Goal A: In the go-dsp-guitar performance analysis, change "thin wrapper" to "lightweight wrapper" and give the passage again, beginning at the words "hwio.process then does" and stopping after "the hardware buffers.".

### Passage given ###

Skip to content

Latest commit

 

History

History
70 lines (35 loc) · 16.3 KB

performance.md

File metadata and controls

70 lines (35 loc) · 16.3 KB

Analysis of go-dsp-guitar real-time performance

There has recently been some scepticism about the real-time performance of go-dsp-guitar and criticism about some design choices that we made, particularly about the use of a high-level programming language with automatic memory management / garbage collection and the use of so-called mutex (mutual exclusion) locks used to coordinate multiple parallel threads of execution accessing shared resources, like shared memory regions. Some people therefore concluded that go-dsp-guitar was "unsuitable for professional use". Since we are audio enthusiasts ourselves and, obviously, make heavy use of the application, we had to disagree. However, so far, we didn't have sufficient evidence to support our impressions / claims. Therefore, we chose to take an in-depth look at certain aspects of the architecture of go-dsp-guitar and their implications on performance. In particular, we chose to actually measure an instance of go-dsp-guitar running in "real-time mode" (i. e. as a JACK client) with a profiler attached, take a look at some of the performance metrics, such as CPU usage, dynamic memory (heap) allocations, garbage collection pauses and finally discuss what these metrics mean regarding the real-timeliness of go-dsp-guitar. As an additional result, this strategy would also let us identify shortcomings and potential spots for further optimizations.

For our tests, we let go-dsp-guitar (either v1.5.0 or what will become v1.5.1) run in real-time mode (as a JACK 2 client) at a sample rate of 96 kHz. All of our measurements were performed with go-dsp-guitar (v1.5.0) simulating a pre-amp / overdrive unit, and a power amplifier based on a FIR-filter with an order of 2048.

What does go-dsp-guitar use CPU time for?

At first, we will take a look at what go-dsp-guitar actually spends CPU-time for.

CPU time profile

View full resolution image

At the very top left of this image, you see the crosscall2 callback originating from JACKd. This enters our application code as a call to the hwio.process function.

hwio.process then does several things. First, it invokes go-jack.(*Port).GetBuffer, which is a thin wrapper around jack_get_buffer. This leads to a cross-language call from Go code into C code (runtime.cgocall), which in turn performs a system call (runtime.exitsyscall) to communicate with JACKd in order to obtain a pointer to the hardware buffers.

This already looks a bit suspicious, especially since the JACK documentation says the following about the process callback in the documentation of the jack_set_process_callback function.

### Data excerpts ###

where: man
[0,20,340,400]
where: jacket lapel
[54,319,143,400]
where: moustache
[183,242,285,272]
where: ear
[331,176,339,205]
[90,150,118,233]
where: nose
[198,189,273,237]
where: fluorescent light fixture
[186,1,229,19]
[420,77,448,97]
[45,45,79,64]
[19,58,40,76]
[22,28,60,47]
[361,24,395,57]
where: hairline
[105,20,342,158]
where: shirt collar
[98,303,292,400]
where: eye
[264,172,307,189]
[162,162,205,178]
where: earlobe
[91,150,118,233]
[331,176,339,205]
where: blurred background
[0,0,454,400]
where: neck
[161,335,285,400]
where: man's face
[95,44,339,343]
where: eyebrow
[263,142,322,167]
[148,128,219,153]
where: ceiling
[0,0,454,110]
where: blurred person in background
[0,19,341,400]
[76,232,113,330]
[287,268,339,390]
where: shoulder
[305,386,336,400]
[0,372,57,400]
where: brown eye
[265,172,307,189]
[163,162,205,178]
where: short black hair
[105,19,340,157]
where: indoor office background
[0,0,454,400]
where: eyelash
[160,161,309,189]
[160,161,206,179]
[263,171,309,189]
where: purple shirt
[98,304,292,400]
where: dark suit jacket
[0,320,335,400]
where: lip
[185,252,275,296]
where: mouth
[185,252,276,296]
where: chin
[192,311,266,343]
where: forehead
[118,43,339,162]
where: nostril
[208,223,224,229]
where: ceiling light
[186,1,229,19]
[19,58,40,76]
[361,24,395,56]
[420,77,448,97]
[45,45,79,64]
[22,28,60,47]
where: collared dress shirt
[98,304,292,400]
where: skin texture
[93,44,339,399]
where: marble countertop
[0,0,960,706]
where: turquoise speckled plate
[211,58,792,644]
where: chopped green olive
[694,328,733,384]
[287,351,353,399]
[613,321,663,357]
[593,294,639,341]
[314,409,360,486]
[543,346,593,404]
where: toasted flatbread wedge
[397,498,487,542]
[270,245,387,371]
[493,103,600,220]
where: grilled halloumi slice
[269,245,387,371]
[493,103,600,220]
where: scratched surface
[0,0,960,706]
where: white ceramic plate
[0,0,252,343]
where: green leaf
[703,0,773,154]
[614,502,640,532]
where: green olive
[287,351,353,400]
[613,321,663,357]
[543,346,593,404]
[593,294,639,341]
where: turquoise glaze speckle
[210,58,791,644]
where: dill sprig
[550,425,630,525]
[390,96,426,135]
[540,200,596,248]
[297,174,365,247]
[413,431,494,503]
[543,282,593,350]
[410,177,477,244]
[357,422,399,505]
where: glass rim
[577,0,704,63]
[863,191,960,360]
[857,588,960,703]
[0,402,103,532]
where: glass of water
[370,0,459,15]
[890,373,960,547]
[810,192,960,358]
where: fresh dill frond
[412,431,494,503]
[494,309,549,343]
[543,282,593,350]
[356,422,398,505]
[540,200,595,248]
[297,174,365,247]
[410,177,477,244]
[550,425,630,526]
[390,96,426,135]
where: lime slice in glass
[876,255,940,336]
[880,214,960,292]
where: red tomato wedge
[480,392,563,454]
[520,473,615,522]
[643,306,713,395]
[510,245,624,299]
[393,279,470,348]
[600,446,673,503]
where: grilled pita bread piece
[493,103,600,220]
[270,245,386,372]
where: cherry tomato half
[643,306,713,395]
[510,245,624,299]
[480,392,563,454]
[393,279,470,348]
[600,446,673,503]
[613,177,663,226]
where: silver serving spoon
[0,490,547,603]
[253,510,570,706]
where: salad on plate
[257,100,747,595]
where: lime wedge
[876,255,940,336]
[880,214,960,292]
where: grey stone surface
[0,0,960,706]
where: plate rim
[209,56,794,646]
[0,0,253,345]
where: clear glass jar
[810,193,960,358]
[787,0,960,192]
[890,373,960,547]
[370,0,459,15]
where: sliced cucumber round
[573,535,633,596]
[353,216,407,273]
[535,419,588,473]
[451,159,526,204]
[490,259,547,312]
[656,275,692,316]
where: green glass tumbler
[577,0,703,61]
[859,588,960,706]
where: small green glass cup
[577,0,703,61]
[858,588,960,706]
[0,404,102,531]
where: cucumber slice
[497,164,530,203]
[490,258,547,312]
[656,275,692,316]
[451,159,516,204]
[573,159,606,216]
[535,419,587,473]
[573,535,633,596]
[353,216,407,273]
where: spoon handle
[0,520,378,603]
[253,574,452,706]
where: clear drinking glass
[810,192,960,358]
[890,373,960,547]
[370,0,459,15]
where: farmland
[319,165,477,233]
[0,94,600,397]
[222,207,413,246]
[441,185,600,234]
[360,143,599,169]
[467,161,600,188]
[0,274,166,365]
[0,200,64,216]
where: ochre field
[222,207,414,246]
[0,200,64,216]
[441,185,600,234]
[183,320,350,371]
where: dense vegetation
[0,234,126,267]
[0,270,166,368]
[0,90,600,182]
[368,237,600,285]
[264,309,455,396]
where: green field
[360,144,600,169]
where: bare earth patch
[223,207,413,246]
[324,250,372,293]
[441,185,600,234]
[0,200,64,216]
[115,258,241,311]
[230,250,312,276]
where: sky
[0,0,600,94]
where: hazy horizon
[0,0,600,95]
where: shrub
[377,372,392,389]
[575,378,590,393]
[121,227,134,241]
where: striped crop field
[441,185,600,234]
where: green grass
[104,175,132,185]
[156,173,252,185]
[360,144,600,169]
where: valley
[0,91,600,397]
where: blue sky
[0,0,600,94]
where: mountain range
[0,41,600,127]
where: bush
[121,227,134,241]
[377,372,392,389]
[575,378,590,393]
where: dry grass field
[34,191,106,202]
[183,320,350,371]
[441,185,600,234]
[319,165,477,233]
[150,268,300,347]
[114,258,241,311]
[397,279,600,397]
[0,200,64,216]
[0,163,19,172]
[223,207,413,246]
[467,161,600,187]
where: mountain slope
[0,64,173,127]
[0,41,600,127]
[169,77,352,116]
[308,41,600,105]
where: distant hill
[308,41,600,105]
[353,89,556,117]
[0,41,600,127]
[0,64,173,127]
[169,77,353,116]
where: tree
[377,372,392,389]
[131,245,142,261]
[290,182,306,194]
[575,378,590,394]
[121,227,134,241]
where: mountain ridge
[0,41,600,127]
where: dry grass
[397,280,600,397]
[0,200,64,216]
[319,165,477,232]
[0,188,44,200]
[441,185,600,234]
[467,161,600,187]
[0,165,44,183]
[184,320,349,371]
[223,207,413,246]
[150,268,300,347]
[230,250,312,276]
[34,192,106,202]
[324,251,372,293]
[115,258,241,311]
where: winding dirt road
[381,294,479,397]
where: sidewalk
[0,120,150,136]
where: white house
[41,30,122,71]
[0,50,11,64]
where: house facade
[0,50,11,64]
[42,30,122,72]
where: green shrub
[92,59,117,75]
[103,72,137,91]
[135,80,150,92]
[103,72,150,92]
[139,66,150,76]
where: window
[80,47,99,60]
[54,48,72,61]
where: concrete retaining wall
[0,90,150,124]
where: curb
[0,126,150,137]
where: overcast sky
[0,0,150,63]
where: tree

###

Goal B: Transcribe the listing word for word, beginning at its first line and stopping after the line that contains "[0,372,57,400]", with both of those lines included.

Reply A:
hwio.process then does several things. First, it invokes go-jack.(*Port).GetBuffer, which is a lightweight wrapper around jack_get_buffer. This leads to a cross-language call from Go code into C code (runtime.cgocall), which in turn performs a system call (runtime.exitsyscall) to communicate with JACKd in order to obtain a pointer to the hardware buffers.

Reply B:
where: man
[0,20,340,400]
where: jacket lapel
[54,319,143,400]
where: moustache
[183,242,285,272]
where: ear
[331,176,339,205]
[90,150,118,233]
where: nose
[198,189,273,237]
where: fluorescent light fixture
[186,1,229,19]
[420,77,448,97]
[45,45,79,64]
[19,58,40,76]
[22,28,60,47]
[361,24,395,57]
where: hairline
[105,20,342,158]
where: shirt collar
[98,303,292,400]
where: eye
[264,172,307,189]
[162,162,205,178]
where: earlobe
[91,150,118,233]
[331,176,339,205]
where: blurred background
[0,0,454,400]
where: neck
[161,335,285,400]
where: man's face
[95,44,339,343]
where: eyebrow
[263,142,322,167]
[148,128,219,153]
where: ceiling
[0,0,454,110]
where: blurred person in background
[0,19,341,400]
[76,232,113,330]
[287,268,339,390]
where: shoulder
[305,386,336,400]
[0,372,57,400]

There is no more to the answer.